* Prompt *
Collect and copy out each line of the records below that contains the string "tiled". Matching is case-sensitive.
=== Input ===
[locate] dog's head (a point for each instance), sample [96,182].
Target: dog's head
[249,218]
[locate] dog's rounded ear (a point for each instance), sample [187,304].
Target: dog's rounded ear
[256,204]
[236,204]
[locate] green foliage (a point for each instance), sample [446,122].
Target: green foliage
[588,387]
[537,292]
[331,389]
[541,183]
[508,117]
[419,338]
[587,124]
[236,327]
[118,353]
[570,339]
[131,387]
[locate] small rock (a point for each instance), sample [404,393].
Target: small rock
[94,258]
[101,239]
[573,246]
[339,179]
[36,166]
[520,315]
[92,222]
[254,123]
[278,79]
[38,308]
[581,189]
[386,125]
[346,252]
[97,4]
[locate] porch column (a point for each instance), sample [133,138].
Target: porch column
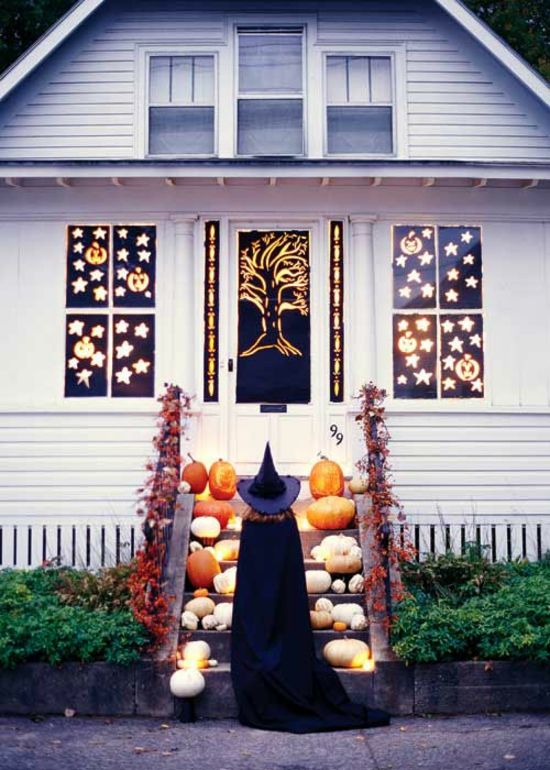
[363,307]
[185,304]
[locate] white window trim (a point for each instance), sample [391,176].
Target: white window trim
[145,53]
[396,52]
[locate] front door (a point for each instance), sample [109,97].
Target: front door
[274,346]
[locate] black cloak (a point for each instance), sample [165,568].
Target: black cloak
[279,682]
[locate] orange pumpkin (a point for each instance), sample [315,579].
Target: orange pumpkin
[202,567]
[326,478]
[196,475]
[222,480]
[219,509]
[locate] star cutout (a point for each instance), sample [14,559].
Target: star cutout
[98,358]
[427,290]
[451,295]
[100,293]
[79,285]
[475,341]
[466,324]
[422,324]
[124,350]
[84,377]
[423,376]
[76,327]
[143,330]
[97,331]
[456,344]
[124,375]
[141,366]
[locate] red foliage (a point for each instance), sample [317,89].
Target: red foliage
[150,605]
[382,583]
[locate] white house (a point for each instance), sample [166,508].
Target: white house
[270,204]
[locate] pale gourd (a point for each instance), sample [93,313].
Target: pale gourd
[187,683]
[198,650]
[323,605]
[345,612]
[356,584]
[224,614]
[346,653]
[317,581]
[189,621]
[320,621]
[200,607]
[225,582]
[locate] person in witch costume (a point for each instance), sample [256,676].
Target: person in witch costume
[279,682]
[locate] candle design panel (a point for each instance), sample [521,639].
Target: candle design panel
[134,265]
[415,356]
[86,351]
[461,357]
[133,355]
[88,258]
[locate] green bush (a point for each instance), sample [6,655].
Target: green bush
[42,618]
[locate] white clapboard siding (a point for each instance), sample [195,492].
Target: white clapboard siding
[460,104]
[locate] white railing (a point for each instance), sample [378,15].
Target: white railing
[79,543]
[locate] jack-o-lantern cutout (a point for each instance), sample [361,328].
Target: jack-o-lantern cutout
[84,348]
[95,254]
[467,369]
[411,243]
[407,343]
[138,280]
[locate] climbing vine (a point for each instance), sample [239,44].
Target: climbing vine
[149,604]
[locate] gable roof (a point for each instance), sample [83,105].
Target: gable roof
[68,23]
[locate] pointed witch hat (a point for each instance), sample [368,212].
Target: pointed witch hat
[268,493]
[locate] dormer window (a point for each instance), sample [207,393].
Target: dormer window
[270,102]
[181,105]
[359,105]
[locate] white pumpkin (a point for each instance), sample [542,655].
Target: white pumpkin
[224,614]
[209,622]
[226,581]
[198,650]
[189,621]
[356,584]
[317,581]
[324,605]
[187,683]
[345,612]
[200,606]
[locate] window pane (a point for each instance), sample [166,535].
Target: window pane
[336,79]
[359,129]
[381,90]
[270,63]
[270,127]
[181,130]
[159,79]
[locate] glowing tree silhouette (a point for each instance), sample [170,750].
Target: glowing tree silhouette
[275,278]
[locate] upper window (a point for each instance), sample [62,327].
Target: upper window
[181,105]
[270,86]
[359,105]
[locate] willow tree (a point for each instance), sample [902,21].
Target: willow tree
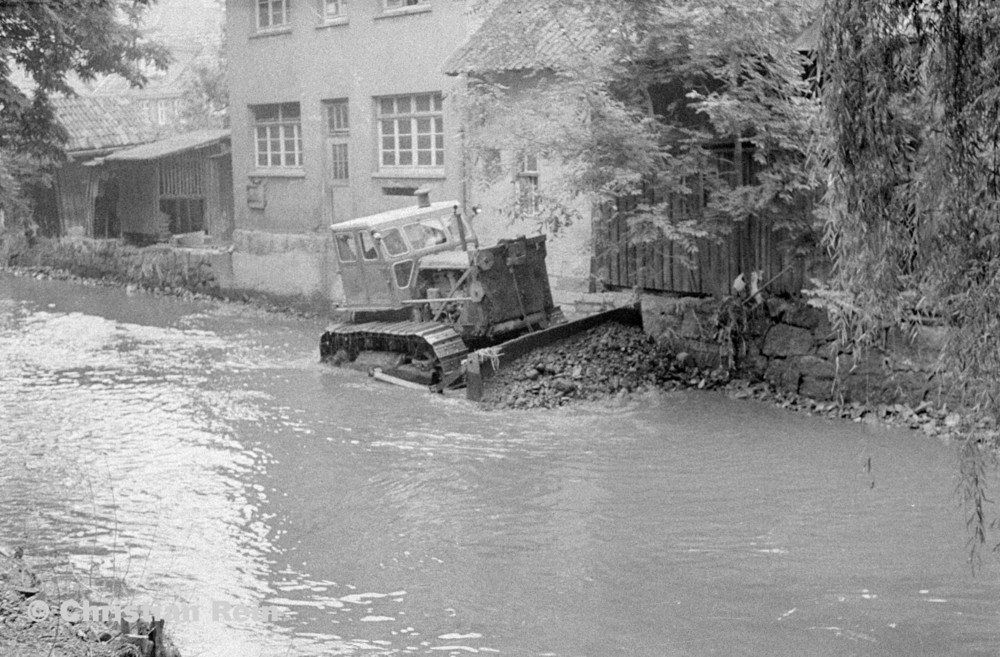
[911,100]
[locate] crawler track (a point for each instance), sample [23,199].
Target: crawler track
[419,341]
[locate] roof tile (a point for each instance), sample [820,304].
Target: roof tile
[96,123]
[525,35]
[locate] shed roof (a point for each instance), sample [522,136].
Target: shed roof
[102,123]
[170,146]
[525,35]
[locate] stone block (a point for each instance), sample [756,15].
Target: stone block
[776,307]
[804,316]
[779,374]
[661,317]
[817,388]
[786,340]
[812,366]
[693,326]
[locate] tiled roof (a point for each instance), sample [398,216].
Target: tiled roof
[170,146]
[525,35]
[96,123]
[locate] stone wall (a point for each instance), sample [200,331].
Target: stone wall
[285,266]
[791,345]
[159,267]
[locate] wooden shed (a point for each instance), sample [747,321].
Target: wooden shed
[81,198]
[178,185]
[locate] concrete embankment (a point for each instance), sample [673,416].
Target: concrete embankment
[31,623]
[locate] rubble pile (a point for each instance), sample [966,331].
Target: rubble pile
[26,630]
[608,360]
[613,360]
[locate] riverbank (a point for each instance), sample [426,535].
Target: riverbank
[31,625]
[607,362]
[615,361]
[203,293]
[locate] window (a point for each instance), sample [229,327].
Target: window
[338,162]
[425,234]
[337,130]
[411,131]
[399,4]
[347,250]
[403,271]
[337,119]
[272,14]
[393,243]
[279,135]
[368,246]
[527,185]
[334,9]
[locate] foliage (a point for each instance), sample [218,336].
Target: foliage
[911,96]
[155,268]
[49,41]
[43,45]
[653,110]
[205,99]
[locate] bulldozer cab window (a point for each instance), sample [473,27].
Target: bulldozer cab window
[403,270]
[347,249]
[368,249]
[425,234]
[392,242]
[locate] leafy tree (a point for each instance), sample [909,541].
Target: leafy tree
[911,112]
[206,92]
[42,44]
[626,129]
[50,40]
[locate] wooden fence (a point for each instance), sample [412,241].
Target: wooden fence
[666,266]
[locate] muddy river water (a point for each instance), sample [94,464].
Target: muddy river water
[198,453]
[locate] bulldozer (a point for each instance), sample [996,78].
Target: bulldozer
[420,293]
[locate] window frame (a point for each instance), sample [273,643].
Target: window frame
[405,112]
[339,15]
[337,122]
[286,16]
[281,124]
[403,5]
[527,184]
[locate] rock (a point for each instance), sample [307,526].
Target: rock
[813,366]
[779,374]
[564,385]
[785,340]
[691,327]
[776,307]
[814,388]
[805,317]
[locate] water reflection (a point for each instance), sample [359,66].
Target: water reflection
[198,452]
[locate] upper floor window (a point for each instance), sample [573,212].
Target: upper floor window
[337,131]
[527,184]
[411,131]
[399,4]
[337,119]
[334,9]
[278,130]
[272,14]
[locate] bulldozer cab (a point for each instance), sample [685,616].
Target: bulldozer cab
[379,255]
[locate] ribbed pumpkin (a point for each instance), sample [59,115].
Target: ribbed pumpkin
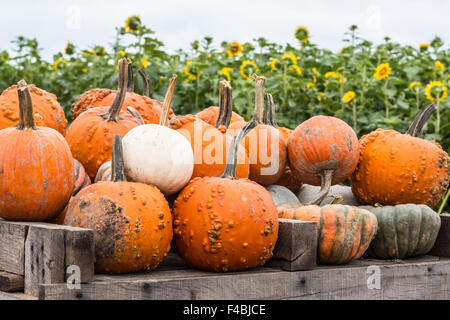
===
* In response *
[locate] tiled roof (a point for each instance), sample [398,216].
Target: tiled roof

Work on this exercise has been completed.